* _Görev Koşulları_:
1. Nâzi‘ât Suresi üzerine yazılmış metinde "Nâzi‘ât Suresi, Firavun’u" ifadesinden başlayıp "içindeki Firavun’a yöneliktir." ifadesine kadar olan kısmı, bu ifade de dahil, olduğu gibi yazıya geçir.
2. Nâzi‘ât Suresi hakkındaki metni son cümlesinden sonra gelecek bölümü yazarak devam ettir.

───── Kaynak Metin

Nâzi‘ât Suresi, Firavun’u sadece bir tarihi figür olarak anlatmaz.
O, şu anki egonu, kibri, kontrol hastalığını temsil eder.

“Ben sizin en yüce Rabbinizim!” (79:24)

Bugün kim kendi içinden bu cümleyi fısıldamıyor ki?

Bu yüzden Musa’nın mesajı senin içindeki Firavun’a yöneliktir.


⏳ 4. Kıyamet Gelmeyecek mi Zannettiniz?

“O büyük sarsıntı geldiğinde…” (79:34)
“İşte o gün, insan ne için çabaladığını hatırlayacak.” (79:35)

Surenin ritmi burada hızlanır.
Kıyamet, sadece dışsal bir olay değil, bir bilinç çöküşü ve yeniden doğuş anıdır.

Çünkü:

“Sadece tek bir ses (sayha) olur, hemen herkes uyanır!” (79:13-14)

──────────
───── Kayıtlı Veriler

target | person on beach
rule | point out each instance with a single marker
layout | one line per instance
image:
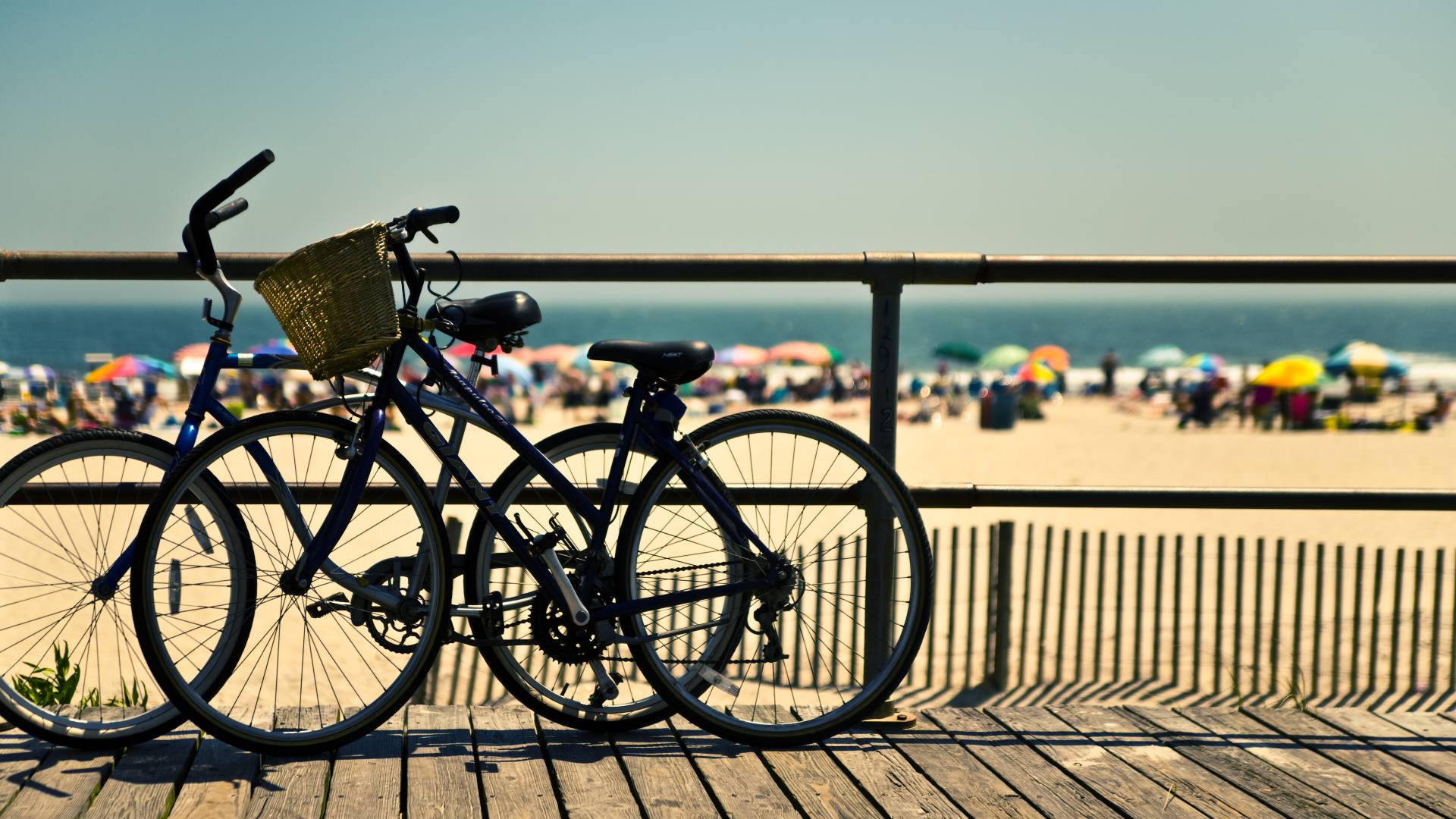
(1110, 365)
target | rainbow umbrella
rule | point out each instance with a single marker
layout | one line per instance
(959, 350)
(552, 353)
(1369, 360)
(1053, 356)
(742, 356)
(1291, 372)
(1036, 372)
(1206, 362)
(274, 347)
(805, 353)
(1163, 357)
(128, 368)
(1003, 357)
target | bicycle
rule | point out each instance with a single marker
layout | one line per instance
(71, 673)
(720, 621)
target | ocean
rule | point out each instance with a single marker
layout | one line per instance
(58, 335)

──────────

* _Alıştırma Cevapları_:
1.
Nâzi‘ât Suresi, Firavun’u sadece bir tarihi figür olarak anlatmaz.
O, şu anki egonu, kibri, kontrol hastalığını temsil eder.

“Ben sizin en yüce Rabbinizim!” (79:24)

Bugün kim kendi içinden bu cümleyi fısıldamıyor ki?

Bu yüzden Musa’nın mesajı senin içindeki Firavun’a yöneliktir.

2.
Bu ses bazen bir felaket, bazen bir hakikat, bazen Kur’an’daki bir ayet olabilir.


🌌 5. Zaman Algısını Tersyüz Eden Ayet

“Sadece bir akşam ya da kuşluk vakti kadar kaldıklarını sanırlar.” (79:46)

Bu ayet, insanın zaman algısını parçalar.
Dünya hayatı ne kadar uzun görünse de, öteki taraftan bakıldığında:

Sadece bir “göz kırpması”, bir “anı”, bir “rüya kesiti” gibidir.

Sen bugün kaç yıl yaşadığını sanıyorsun?
Aslında sadece bir kuşluk vakti sürdü.
Ve bitti.


🌠 Şaşırtıcı Sonuç

Nâzi‘ât Suresi, bize ölümü değil, bilincin evrimini anlatır:
İnsanı bedeninden söküp, sonsuzluk okyanusuna atan bir rüzgâr…
Ve o rüzgârda, Musa ile Firavun’un savaşı senin içinde hâlâ sürüyor.


💡 Şimdi Düşün:

Bir gün sen de çekileceksin.
Sorun şu: Sürüklenerek mi, yüzerek mi?


UYARI / HATIRLATMA


Bu metinlerde yer alan görüş, yorum ve çıkarımlar, beşerî çabanın bir ürünüdür.

Lütfen her ifadeyi Kur’an’ın bütünüyle değerlendirin; ayetlerin rehberliğinde tartın, ölçün ve doğrulayın.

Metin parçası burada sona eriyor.